**What to work on**
Filter the entries for the word "planter". Copy each line that has it.

**Exercise input**
⁂
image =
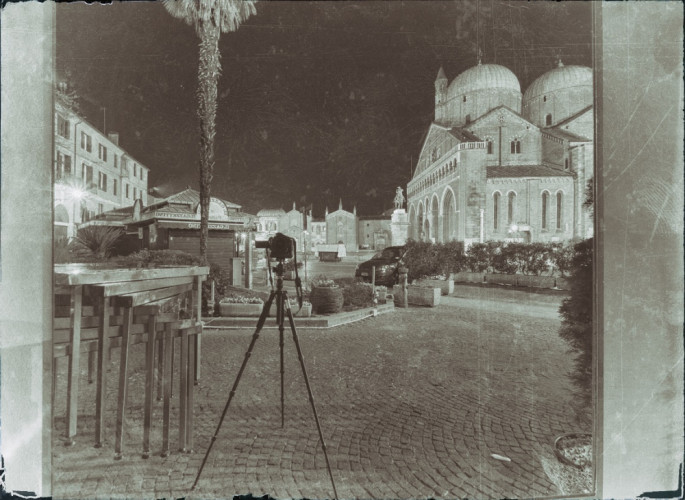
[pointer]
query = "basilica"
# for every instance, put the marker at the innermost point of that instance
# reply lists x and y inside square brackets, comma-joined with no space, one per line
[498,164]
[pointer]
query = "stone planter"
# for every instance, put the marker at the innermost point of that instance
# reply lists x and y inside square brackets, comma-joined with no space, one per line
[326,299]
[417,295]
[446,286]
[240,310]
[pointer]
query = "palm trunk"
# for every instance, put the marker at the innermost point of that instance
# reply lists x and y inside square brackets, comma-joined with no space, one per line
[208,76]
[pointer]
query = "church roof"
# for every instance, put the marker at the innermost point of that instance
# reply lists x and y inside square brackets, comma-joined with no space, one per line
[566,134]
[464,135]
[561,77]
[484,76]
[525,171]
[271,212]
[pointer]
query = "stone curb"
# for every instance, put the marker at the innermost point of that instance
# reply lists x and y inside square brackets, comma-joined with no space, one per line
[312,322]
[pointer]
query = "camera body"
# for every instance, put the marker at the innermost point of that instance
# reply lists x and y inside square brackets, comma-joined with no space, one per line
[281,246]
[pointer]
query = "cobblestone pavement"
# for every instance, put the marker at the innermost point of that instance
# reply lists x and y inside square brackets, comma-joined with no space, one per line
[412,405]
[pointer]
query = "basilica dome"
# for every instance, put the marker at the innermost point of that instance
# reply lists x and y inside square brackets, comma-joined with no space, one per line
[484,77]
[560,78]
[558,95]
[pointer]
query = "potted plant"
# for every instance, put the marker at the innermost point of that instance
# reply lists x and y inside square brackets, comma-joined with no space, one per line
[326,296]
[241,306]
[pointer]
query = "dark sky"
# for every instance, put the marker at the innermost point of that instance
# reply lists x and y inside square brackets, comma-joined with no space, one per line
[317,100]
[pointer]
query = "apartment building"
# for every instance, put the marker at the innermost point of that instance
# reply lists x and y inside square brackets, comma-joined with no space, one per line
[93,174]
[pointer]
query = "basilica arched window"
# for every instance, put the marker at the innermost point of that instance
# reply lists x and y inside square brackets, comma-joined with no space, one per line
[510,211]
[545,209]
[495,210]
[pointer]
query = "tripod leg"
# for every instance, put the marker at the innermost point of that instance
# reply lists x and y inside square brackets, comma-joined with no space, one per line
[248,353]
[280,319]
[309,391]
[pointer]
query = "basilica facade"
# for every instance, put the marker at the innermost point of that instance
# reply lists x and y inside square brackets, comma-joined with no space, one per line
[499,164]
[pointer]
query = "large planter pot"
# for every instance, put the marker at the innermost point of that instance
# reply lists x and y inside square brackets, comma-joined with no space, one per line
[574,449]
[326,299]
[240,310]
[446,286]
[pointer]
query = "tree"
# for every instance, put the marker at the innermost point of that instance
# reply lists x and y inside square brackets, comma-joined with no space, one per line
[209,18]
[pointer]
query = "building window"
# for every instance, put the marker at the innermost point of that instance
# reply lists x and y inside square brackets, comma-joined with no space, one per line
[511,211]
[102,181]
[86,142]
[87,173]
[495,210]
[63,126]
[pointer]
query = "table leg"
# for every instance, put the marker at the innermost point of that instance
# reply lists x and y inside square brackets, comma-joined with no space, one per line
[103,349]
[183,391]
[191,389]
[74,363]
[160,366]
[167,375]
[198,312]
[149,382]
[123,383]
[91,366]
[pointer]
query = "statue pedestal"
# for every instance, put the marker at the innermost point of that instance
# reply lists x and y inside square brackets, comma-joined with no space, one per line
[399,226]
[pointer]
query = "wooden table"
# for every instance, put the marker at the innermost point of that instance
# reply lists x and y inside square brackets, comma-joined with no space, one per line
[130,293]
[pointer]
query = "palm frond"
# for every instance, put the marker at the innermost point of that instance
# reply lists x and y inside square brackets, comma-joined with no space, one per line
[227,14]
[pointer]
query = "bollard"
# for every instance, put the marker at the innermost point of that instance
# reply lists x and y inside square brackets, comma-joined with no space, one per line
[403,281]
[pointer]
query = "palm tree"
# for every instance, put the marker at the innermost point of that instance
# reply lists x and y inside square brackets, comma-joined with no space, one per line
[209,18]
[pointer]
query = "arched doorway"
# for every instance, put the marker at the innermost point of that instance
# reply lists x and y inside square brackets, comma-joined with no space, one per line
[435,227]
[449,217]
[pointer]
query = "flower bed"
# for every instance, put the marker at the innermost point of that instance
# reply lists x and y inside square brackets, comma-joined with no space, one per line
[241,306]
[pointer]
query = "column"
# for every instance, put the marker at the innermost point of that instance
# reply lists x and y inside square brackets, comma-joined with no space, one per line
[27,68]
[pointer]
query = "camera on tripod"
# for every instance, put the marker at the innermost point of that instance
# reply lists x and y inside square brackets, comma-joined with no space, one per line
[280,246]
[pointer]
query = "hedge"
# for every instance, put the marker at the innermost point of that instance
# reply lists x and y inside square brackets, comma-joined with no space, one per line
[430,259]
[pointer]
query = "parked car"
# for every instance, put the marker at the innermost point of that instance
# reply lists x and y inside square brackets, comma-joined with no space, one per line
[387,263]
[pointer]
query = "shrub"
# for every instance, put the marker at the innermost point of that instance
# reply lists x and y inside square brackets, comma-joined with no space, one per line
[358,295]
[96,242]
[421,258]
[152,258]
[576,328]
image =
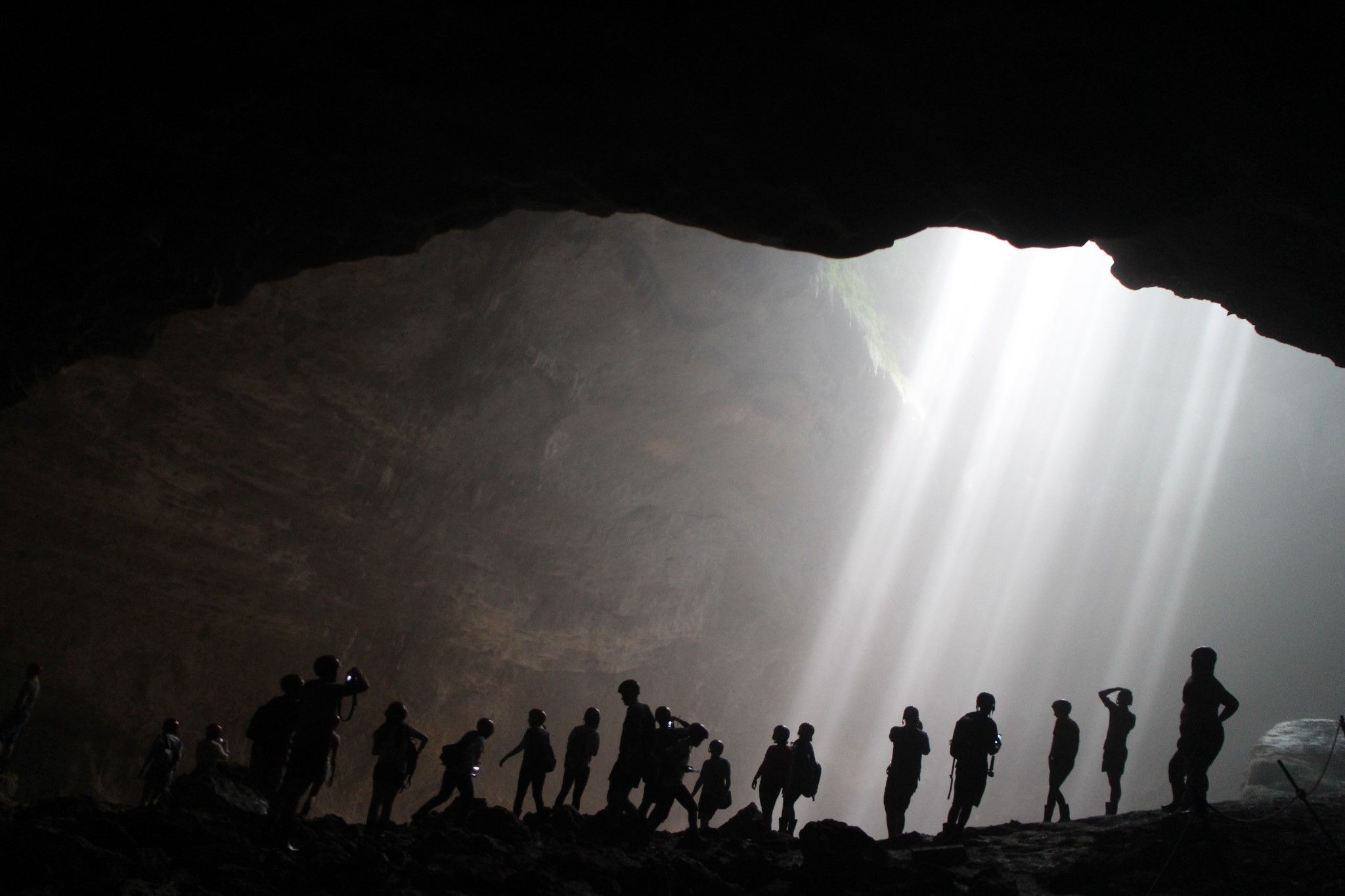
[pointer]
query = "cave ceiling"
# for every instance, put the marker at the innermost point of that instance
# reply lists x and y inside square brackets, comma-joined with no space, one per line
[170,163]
⁂
**Task response**
query = "stone planter"
query = "large planter pot"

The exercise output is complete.